* [WHAT THE EXERCISE ASKS]:
A complete, exact copy of the records is needed here.

***** DATA EXTRACTS *****

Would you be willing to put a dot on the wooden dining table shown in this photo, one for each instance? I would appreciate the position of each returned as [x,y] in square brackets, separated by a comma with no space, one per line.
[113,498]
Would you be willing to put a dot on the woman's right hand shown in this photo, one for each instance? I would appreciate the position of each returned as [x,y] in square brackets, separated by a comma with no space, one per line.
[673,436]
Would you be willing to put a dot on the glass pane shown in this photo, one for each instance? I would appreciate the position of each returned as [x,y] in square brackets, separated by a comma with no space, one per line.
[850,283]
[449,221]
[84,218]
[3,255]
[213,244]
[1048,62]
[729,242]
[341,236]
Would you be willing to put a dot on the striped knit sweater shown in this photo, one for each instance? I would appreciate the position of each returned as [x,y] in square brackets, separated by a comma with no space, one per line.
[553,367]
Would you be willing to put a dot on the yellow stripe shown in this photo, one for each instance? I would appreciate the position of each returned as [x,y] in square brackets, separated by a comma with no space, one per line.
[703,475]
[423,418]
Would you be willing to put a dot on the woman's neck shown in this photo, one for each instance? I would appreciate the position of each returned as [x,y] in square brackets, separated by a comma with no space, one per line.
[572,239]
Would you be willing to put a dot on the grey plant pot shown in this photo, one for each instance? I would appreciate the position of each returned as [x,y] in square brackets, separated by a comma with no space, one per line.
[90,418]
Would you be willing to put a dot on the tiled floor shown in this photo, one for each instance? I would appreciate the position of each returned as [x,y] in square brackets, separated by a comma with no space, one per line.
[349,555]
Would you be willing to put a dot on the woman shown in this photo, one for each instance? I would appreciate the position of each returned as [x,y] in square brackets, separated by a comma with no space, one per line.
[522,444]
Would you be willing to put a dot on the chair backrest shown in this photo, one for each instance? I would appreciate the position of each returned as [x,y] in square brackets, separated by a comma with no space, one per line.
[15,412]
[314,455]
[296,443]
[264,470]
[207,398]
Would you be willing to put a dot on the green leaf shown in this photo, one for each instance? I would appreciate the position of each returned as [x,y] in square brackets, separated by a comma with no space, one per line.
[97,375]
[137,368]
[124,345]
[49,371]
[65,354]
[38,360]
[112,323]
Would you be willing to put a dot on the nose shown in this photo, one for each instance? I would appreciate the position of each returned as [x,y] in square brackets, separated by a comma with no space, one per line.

*****

* [ANSWER SPACE]:
Would you be willing to put a dot on the wooden dining table shown in this photo, one for each instance? I would appreciate the position of each returned as [x,y] in square brackets, separated by a comma with no space, one per line.
[113,498]
Would you be willing to put a dot on the woman's right hand shown in this photo, one for each instance? I would appreciate the position of each returned as [x,y] in square brackets, separated by a comma with no space, one per line.
[673,436]
Would you be willing to put a dot on the glass pane shown in this photo, one for each instance? I would appreciate the position of each returned as [x,y] in square brackets, separated by a comma with no space, one per line.
[850,283]
[449,221]
[84,218]
[3,255]
[213,244]
[1048,62]
[729,242]
[341,236]
Would you be willing to put a dot on the striped knit sweater shown in this photo, one for each instance? I would appreciate the position of each returned as [x,y] in square brackets, separated by a comma with no space, one per line.
[553,367]
Would you be willing to put a dot on the yellow stripe shown in this photo, one for each instance? I would appreciate the position of each returned as [x,y] in square brackets, separated by a comma with no space, one per line.
[703,475]
[423,418]
Would you be willing to put a dot on the woman's neck shown in this photo, one for each instance? I would appreciate the position of each returned as [x,y] in square brackets, separated by a comma with no space, one per line.
[572,239]
Would you be willing to put a dot on the grey plant pot shown in this photo, one for each instance? I would appreciate the position of each returned as [x,y] in square brackets, separated by a comma with no space, one per line.
[90,418]
Would you be willing to put a dot on the tiled floor shown in this photo, one for each instance? I would appreciate the position of each returned as [x,y] in square brackets, separated by a comma with no space, one per line.
[349,555]
Would you be willing to put a dot on the woman shown in this photo, one for each instance? I would appreciate the position of each returned as [x,y] in square brackets, separated by a comma with no space, one per line.
[522,444]
Would you be willing to put a dot on the chair backrest shown in this photo, one for each instance? I would appreciate the position of each returned as [x,y] in square brackets, separated by a comma with no space, one per line.
[15,412]
[314,455]
[296,443]
[264,470]
[207,398]
Would you be willing to put a dot on the green leaf shown in this photo, one for each instance? I would appreciate the position of each returned as [x,y] in square brackets, separated by a comma with no space, one per line.
[97,375]
[137,368]
[124,345]
[49,371]
[65,354]
[38,360]
[112,323]
Would you be willing to put a dot on the nose shown in this photo, one for each instance? I would appreciate the position of each returned as [x,y] in square brackets, separated by a comma with no space, one per line.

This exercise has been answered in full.